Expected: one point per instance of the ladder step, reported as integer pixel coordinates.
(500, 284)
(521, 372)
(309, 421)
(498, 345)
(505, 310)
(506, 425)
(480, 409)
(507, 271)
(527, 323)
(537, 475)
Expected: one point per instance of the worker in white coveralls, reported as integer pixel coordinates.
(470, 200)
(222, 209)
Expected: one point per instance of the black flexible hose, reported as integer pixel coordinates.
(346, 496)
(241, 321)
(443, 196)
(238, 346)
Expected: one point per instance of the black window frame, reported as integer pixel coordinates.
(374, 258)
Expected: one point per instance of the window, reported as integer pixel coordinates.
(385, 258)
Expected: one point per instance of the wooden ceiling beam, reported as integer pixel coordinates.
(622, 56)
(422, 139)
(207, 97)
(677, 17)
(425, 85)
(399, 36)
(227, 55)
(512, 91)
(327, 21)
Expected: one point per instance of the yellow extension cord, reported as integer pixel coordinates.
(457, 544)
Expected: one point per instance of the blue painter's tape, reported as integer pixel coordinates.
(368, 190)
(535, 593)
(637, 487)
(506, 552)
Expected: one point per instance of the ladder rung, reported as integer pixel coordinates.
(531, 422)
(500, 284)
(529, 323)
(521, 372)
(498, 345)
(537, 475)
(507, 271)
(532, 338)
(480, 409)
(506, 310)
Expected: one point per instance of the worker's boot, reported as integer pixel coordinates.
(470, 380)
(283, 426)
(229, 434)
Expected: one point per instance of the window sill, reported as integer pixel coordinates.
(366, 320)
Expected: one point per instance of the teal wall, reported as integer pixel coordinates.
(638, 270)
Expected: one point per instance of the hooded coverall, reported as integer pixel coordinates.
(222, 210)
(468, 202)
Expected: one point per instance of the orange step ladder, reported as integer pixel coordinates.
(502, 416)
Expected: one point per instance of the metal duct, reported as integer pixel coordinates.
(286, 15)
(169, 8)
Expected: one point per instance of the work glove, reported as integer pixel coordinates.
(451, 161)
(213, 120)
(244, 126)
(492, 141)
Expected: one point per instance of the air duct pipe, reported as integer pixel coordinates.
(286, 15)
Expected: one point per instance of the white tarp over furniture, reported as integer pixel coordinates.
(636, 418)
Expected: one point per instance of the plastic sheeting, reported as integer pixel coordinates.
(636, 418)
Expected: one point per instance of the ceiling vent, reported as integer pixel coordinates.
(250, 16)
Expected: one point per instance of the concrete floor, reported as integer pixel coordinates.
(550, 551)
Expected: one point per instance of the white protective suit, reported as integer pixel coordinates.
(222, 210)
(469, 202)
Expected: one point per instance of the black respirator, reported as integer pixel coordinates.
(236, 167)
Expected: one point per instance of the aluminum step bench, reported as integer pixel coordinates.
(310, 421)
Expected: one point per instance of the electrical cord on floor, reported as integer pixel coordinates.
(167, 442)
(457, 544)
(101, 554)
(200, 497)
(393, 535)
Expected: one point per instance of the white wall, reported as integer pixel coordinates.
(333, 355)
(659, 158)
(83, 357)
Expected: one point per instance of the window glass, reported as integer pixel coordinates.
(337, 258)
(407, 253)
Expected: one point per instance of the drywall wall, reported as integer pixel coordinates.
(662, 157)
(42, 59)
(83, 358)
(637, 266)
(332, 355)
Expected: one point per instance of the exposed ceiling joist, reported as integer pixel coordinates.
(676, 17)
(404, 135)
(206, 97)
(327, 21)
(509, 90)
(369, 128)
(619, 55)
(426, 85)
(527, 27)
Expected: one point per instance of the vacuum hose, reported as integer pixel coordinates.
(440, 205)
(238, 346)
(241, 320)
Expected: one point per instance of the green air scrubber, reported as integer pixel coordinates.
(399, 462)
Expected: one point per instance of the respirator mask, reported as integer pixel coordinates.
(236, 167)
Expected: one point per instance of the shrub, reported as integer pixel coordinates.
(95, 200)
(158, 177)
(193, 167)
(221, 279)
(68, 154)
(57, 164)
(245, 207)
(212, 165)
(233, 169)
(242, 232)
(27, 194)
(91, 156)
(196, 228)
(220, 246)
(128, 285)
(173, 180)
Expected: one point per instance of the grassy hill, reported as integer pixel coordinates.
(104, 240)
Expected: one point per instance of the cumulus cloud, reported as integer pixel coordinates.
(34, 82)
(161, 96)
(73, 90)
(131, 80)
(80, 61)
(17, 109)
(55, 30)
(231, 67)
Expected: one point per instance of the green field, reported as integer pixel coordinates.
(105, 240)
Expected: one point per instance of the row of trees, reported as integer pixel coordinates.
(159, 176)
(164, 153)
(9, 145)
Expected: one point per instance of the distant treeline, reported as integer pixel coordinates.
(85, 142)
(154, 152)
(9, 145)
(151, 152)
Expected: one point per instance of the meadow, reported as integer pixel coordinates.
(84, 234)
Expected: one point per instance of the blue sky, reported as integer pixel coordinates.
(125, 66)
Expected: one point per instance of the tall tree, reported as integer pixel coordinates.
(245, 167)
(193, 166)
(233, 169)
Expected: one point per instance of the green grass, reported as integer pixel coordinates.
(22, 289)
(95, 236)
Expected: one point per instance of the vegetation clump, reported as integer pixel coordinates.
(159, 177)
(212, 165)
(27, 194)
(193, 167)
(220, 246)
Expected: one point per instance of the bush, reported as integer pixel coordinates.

**********

### OBJECTIVE
Your task is to transcribe the line containing "Expected: one point per instance of the row" and every line after it, through the last line of the data, exactly as written and with nothing more.

### OUTPUT BELOW
Expected: one point per instance of the row of trees, reported as integer pixel coordinates.
(159, 176)
(164, 153)
(9, 145)
Expected: one point per instance of the distant treeline, reported as integer pixel coordinates.
(85, 142)
(154, 152)
(9, 145)
(151, 152)
Expected: one point per instance of the meadow, reported as integer pixel coordinates.
(84, 234)
Expected: one point per instance of the blue sky, reported as integer pixel coordinates.
(125, 66)
Expected: one point per instance of the tall tree, reported as integer pixel coordinates.
(245, 167)
(193, 166)
(233, 169)
Expected: one point per instance of the green grass, reported as integer pixel coordinates.
(22, 289)
(95, 236)
Expected: one point per instance of the vegetation clump, reported as integer pixel coordinates.
(159, 177)
(212, 165)
(27, 194)
(193, 167)
(220, 246)
Expected: one point per instance of the bush, reported as integer pixel coordinates.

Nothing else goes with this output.